● Text for analysis
• • • •

The definition of “child” within Part V of the SLRA includes someone who the deceased individual had a “settled intention” to treat as their child. As a result, if an individual can show that a deceased individual had a “settled intention” to treat them as their child, and the individual otherwise meets the remainder of the factors required to be a “dependant” of the deceased, the individual can receive support as a dependant child notwithstanding that they are not biologically related to or legally adopted by the deceased.
In considering whether the Applicant met such a “settled intention” definition in Deleon, Madam Justice Dietrich considers the factors delineated in Hyatt v. Ralph, which include:
- did the “parents” pool their income into a joint account?
- did the “parents” pay the expenses for all children out of this same account?
- did the child in question refer to the man as “daddy” or the woman as “mommy”?
- did the “parents” refer to themselves as “mommy” and “daddy”?
- did the “parents” share the task of disciplining the child?
- did the child participate in the extended family in the same was as a biological child?
- was there a change in surname?
- did the “parent” express to the child, the family and the world, either implicitly or explicitly, that he or she is responsible as a parent to the child?

• • • •

● Data extracts
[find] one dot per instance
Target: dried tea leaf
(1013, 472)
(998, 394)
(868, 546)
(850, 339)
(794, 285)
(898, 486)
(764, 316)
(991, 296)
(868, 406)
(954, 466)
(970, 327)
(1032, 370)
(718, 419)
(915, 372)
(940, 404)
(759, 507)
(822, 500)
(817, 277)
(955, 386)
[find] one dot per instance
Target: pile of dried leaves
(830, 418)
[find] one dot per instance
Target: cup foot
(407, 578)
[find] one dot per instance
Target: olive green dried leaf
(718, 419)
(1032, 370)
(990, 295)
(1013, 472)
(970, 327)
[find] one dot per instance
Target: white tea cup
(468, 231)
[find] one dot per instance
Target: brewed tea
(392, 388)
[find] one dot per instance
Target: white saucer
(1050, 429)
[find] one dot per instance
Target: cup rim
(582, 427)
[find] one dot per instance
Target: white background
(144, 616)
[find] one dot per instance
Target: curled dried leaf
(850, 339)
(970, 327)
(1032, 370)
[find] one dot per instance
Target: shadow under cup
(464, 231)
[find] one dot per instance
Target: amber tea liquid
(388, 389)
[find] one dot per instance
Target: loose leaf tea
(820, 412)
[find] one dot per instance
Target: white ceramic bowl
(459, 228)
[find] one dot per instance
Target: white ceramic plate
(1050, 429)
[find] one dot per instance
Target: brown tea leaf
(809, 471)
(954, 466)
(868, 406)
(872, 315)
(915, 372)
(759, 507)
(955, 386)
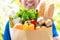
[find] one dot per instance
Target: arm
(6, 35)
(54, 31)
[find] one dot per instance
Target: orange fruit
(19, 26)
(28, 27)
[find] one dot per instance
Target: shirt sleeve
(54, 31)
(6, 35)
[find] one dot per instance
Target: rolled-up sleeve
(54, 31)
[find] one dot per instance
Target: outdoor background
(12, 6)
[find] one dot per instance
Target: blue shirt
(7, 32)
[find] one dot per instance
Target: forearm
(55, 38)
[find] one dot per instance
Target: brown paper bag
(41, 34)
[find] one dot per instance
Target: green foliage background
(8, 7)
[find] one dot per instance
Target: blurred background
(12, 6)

• • • •

● What is expected
Do the following statements agree with the passage on dependant children under the SLRA? For each, answer yes or no and quote the words of the passage that decide it.
1. To receive support as a dependant child, a person must be biologically related to or legally adopted by the deceased.
2. In Deleon, Madam Justice Dietrich considers the factors from Hyatt v. Ralph.
3. A change in surname is one of the factors listed.
This data comes from a different source than the text.

● Reply to the task
1. No: "notwithstanding that they are not biologically related to or legally adopted by the deceased"
2. Yes: "Madam Justice Dietrich considers the factors delineated in Hyatt v. Ralph"
3. Yes: "was there a change in surname?"